Problem:
Write out the data once more, exactly as it reads.

Available records:

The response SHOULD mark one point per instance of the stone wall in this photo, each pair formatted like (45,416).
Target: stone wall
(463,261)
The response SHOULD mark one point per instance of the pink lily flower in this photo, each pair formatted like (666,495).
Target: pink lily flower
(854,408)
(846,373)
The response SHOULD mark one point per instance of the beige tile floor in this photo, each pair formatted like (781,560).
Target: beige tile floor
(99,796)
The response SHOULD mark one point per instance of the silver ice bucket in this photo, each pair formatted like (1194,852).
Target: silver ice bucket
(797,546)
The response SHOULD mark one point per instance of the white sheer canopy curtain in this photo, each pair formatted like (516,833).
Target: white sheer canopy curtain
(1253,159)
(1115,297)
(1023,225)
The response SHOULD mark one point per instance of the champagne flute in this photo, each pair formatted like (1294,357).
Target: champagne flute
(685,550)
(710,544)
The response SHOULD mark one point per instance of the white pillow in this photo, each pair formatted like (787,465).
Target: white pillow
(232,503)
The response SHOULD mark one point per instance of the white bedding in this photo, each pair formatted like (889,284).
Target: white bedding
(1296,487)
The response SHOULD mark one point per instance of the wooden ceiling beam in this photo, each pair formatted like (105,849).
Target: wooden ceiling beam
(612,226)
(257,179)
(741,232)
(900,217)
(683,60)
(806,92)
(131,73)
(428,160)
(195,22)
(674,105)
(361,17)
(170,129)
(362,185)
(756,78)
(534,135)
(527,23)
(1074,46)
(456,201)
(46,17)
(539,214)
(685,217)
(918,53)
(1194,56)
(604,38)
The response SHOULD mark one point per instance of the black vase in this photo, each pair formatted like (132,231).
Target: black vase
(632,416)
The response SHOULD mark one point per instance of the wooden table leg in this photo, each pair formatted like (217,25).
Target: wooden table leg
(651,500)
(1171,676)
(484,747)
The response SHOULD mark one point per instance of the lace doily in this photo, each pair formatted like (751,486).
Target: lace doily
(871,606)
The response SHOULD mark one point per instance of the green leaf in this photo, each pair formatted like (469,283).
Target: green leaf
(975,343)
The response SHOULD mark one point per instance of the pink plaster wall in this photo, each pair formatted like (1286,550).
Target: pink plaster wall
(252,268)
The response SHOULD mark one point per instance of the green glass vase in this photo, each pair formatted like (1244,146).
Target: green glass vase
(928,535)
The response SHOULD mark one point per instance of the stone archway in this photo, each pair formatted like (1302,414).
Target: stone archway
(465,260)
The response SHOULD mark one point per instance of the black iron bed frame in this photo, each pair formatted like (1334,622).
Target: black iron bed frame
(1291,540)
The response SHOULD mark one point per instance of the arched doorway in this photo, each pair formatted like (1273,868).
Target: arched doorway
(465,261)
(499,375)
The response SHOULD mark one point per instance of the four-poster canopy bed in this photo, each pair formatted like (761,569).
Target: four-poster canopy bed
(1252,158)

Solution:
The response SHOULD mark one point per instance of the stone wall in this photo, each pair formatted like (45,416).
Target: stone wall
(463,261)
The response SHOULD mark one point per instance of the pink lily flower in this photo, each pair formatted like (666,495).
Target: pink lily flower
(854,408)
(846,373)
The response SHOULD mark one point per instance of the beige tile floor in this photo, each pair formatted like (781,560).
Target: beige tile floor
(99,796)
The response SHOULD mark one point per instance of the silver ice bucket in this photo, each pair formatted like (1194,852).
Target: silver ice bucket
(797,546)
The response SHOULD mark one point per instance of the white sheer canopy curtain in this photo, each pair formatted like (516,833).
Target: white sheer canopy curtain
(1253,159)
(1115,297)
(1023,225)
The response SHOULD mark one point per instance of the champagne flute in this photo, each pair formatted like (1294,357).
Target: champagne flute
(685,550)
(710,544)
The response SHOULD mark one point per instance of the white pillow in this photo, each pair formatted like (787,465).
Target: white pillow
(232,503)
The response SHOULD mark one point per instance of the white bedding in this photo, each pair formatted like (889,284).
Target: white bedding
(1296,487)
The response SHOULD mark one point per instance of the wooden ceiling beam in this photo, each pair formatted like (105,849).
Target: wooden ceiling beam
(612,226)
(257,179)
(741,232)
(900,217)
(683,60)
(806,92)
(131,73)
(428,160)
(195,22)
(674,105)
(361,17)
(170,129)
(362,185)
(756,78)
(534,135)
(527,23)
(1074,46)
(456,201)
(46,17)
(539,214)
(685,217)
(918,53)
(1194,56)
(604,38)
The response SHOULD mark one point per instance of the black vase in this photo, each pair formatted like (132,231).
Target: black vase
(632,416)
The response SHOULD mark one point per instance of the wooden table leg in this photo, each pair formatted like (217,25).
Target: wooden table leg
(651,500)
(1171,676)
(484,747)
The response SHOULD mark one point per instance of the lace doily in this photo, each pair formatted like (751,486).
Target: lace doily
(871,606)
The response SHOULD mark one point per instance of the green leaf in this photo, each pair formatted like (469,283).
Target: green leaf
(975,343)
The response SHOULD mark one point per instance of the pink plaster wall in this photo, each pair formatted like (1286,550).
Target: pink plaster wall
(252,268)
The response SHOULD mark one point per instance of the green glass vase in this photo, each pair formatted like (1244,146).
Target: green glass vase
(928,535)
The response SHOULD mark one point per instance of the stone archway in this photo, each pair formatted like (1302,414).
Target: stone archway
(465,260)
The response SHOULD mark one point per instance of the black iron bed frame in this photo, each pair formatted like (1334,622).
Target: black iron bed frame
(1291,540)
The response SHOULD mark one point per instance of the arched doorway in this photo, each pair formatted like (1273,868).
Target: arched doorway
(465,261)
(499,375)
The response SHOULD mark one point per instance of the four-poster canopy bed in this photo, each pair formatted like (761,569).
Target: four-poster canopy bed
(1252,158)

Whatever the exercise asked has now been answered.